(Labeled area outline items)
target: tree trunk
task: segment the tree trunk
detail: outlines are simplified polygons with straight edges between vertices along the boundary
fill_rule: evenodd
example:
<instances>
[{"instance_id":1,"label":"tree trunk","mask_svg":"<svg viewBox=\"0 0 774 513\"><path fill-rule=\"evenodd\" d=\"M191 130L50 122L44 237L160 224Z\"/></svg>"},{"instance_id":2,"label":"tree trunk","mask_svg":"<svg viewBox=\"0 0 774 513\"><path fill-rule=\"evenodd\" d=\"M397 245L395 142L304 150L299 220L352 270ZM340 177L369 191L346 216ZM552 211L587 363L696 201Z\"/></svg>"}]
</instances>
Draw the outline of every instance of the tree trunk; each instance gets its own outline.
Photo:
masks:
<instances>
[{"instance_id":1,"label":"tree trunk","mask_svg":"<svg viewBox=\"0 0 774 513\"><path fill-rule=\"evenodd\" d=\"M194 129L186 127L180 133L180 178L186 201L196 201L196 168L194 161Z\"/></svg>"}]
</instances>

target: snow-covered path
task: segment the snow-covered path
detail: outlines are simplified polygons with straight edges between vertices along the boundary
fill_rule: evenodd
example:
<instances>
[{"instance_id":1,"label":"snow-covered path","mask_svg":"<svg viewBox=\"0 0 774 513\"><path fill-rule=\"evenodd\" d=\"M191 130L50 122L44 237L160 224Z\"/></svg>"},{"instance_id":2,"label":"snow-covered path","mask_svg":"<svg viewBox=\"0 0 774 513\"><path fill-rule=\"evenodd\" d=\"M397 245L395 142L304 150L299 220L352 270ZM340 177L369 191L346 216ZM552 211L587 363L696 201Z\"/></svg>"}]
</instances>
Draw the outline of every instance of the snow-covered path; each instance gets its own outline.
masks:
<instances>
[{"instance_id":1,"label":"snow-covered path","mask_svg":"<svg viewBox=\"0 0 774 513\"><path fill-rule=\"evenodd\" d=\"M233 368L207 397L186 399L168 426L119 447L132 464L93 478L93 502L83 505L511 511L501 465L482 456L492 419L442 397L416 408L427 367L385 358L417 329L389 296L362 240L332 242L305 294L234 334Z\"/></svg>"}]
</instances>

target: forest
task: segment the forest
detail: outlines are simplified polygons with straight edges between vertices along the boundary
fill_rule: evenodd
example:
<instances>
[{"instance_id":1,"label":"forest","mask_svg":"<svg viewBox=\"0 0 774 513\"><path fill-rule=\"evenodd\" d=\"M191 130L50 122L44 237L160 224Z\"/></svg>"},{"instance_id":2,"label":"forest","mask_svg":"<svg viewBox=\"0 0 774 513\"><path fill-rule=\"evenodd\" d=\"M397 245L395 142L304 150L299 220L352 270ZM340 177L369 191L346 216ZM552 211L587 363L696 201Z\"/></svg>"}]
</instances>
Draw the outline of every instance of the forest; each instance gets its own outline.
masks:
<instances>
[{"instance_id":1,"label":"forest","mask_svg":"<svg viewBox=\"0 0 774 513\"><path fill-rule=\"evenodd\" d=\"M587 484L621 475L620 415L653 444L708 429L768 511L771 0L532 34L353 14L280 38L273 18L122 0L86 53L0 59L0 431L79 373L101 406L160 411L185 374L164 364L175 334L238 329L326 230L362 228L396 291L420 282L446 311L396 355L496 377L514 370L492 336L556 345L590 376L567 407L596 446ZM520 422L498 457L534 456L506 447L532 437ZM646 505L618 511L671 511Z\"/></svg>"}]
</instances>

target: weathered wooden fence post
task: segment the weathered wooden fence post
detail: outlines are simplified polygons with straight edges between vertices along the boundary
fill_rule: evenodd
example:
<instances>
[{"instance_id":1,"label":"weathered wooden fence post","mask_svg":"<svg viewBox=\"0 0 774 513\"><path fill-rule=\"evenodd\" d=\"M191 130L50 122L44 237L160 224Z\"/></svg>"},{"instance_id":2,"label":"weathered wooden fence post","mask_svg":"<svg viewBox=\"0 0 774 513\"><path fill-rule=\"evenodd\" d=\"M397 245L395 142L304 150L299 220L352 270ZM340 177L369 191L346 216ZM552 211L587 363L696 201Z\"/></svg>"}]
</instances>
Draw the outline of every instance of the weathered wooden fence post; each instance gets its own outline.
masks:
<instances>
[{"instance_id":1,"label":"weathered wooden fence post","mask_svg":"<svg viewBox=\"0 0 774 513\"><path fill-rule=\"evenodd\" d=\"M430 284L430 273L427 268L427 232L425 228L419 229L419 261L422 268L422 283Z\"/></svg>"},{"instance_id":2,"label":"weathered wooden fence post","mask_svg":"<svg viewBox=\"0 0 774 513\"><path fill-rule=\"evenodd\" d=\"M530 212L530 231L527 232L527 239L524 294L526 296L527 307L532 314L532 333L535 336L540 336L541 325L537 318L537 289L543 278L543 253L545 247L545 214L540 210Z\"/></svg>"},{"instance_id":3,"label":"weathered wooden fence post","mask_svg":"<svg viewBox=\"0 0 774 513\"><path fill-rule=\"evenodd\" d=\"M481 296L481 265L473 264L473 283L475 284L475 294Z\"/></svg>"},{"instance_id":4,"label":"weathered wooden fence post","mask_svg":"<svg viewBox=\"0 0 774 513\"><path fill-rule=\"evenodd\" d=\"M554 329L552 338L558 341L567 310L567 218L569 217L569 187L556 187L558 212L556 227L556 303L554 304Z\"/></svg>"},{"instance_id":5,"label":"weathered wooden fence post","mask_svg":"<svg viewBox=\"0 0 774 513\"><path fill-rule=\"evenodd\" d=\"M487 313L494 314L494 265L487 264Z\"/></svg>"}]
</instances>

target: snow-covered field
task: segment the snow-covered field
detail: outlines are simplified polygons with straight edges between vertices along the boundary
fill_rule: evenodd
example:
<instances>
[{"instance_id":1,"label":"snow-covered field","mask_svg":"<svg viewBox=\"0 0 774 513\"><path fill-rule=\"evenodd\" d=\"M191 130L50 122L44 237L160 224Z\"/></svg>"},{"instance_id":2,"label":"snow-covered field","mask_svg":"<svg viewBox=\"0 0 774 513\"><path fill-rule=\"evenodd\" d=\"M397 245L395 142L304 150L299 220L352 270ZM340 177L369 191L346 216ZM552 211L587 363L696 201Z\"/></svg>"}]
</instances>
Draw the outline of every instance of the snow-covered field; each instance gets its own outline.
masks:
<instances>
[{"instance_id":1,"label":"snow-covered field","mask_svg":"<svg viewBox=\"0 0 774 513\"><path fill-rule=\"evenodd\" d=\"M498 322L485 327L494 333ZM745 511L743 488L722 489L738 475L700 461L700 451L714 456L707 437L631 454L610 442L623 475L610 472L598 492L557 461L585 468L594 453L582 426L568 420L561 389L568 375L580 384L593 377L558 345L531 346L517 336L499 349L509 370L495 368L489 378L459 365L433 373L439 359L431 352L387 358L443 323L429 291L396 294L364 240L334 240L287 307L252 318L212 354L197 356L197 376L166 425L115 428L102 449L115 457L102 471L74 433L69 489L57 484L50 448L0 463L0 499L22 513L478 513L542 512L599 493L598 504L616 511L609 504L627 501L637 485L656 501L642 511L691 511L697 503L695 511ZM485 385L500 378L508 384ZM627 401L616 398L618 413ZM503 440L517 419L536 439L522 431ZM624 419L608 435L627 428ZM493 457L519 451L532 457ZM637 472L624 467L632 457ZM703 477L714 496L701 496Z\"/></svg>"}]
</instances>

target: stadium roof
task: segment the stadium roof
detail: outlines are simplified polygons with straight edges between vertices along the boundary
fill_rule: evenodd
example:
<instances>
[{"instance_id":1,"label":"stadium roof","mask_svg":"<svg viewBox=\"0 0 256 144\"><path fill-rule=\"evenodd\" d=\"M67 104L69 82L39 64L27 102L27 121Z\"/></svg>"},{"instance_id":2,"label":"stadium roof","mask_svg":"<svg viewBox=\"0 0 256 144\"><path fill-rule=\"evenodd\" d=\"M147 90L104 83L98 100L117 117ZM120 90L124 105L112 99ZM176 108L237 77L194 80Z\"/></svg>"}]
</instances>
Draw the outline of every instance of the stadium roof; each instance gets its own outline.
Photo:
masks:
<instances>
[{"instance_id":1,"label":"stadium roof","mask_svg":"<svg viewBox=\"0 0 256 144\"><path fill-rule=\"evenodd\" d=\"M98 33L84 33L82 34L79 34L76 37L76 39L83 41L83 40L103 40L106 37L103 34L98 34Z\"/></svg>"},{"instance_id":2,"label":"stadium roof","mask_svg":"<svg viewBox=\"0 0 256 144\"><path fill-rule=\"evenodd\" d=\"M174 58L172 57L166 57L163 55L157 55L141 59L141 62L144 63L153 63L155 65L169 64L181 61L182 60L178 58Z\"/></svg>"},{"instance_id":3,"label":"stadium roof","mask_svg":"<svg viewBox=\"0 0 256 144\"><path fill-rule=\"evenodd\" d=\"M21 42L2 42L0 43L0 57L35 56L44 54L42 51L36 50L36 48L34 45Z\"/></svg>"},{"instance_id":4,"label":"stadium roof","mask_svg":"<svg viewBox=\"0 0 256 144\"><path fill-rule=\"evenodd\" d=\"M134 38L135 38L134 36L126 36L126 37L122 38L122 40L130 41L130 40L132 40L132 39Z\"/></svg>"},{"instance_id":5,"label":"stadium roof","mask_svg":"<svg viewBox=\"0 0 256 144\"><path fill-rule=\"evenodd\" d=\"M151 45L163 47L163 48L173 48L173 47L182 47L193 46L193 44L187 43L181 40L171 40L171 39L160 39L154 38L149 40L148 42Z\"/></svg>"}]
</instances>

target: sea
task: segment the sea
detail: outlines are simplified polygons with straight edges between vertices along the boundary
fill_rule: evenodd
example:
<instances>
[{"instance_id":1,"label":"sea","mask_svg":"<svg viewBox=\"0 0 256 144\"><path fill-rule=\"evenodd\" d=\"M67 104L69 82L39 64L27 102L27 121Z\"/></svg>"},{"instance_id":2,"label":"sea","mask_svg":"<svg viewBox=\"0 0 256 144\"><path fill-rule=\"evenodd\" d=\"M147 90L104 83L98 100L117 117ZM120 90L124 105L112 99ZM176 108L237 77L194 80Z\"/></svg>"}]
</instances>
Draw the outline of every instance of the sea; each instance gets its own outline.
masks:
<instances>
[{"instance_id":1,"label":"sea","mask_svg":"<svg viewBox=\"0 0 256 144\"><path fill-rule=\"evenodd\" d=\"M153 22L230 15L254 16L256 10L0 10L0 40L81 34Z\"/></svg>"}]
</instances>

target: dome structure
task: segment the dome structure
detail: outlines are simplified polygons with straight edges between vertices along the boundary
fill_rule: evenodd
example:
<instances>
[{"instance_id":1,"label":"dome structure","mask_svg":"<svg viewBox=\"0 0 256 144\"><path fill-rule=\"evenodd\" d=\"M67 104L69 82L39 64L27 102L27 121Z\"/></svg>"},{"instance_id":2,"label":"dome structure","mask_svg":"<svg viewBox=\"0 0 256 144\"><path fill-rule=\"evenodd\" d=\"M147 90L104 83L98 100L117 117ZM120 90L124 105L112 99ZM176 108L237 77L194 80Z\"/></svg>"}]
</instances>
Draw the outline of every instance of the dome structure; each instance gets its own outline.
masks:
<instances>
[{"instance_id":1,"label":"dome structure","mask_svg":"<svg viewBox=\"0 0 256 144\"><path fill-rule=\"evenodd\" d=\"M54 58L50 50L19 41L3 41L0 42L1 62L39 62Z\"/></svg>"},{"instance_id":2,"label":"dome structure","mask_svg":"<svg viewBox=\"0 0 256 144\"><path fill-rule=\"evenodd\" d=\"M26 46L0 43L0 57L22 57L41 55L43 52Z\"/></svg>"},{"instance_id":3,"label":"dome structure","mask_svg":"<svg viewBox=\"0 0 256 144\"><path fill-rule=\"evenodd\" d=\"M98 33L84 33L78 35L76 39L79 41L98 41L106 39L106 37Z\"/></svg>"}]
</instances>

_REQUIRED TASK_. Reproduce the lines of the listing from the line containing "target: dome structure" through the end of the listing, substituting "linear edges" for "straight edges" and leaving everything else unchanged.

_TASK RESULT_.
target: dome structure
task: segment the dome structure
detail: outlines are simplified polygons with linear edges between vertices along the boundary
fill_rule: evenodd
example:
<instances>
[{"instance_id":1,"label":"dome structure","mask_svg":"<svg viewBox=\"0 0 256 144\"><path fill-rule=\"evenodd\" d=\"M67 104L69 82L39 64L27 102L27 121Z\"/></svg>"},{"instance_id":2,"label":"dome structure","mask_svg":"<svg viewBox=\"0 0 256 144\"><path fill-rule=\"evenodd\" d=\"M147 90L104 83L98 100L117 117ZM120 90L124 105L112 99ZM176 108L237 77L194 80Z\"/></svg>"}]
</instances>
Draw the outline of every instance of the dome structure; each instance gets its own outline.
masks:
<instances>
[{"instance_id":1,"label":"dome structure","mask_svg":"<svg viewBox=\"0 0 256 144\"><path fill-rule=\"evenodd\" d=\"M54 58L50 50L19 41L3 41L0 42L1 62L39 62Z\"/></svg>"},{"instance_id":2,"label":"dome structure","mask_svg":"<svg viewBox=\"0 0 256 144\"><path fill-rule=\"evenodd\" d=\"M26 46L0 43L0 57L22 57L41 55L43 52Z\"/></svg>"},{"instance_id":3,"label":"dome structure","mask_svg":"<svg viewBox=\"0 0 256 144\"><path fill-rule=\"evenodd\" d=\"M98 33L84 33L78 35L76 39L79 41L98 41L106 39L106 37Z\"/></svg>"}]
</instances>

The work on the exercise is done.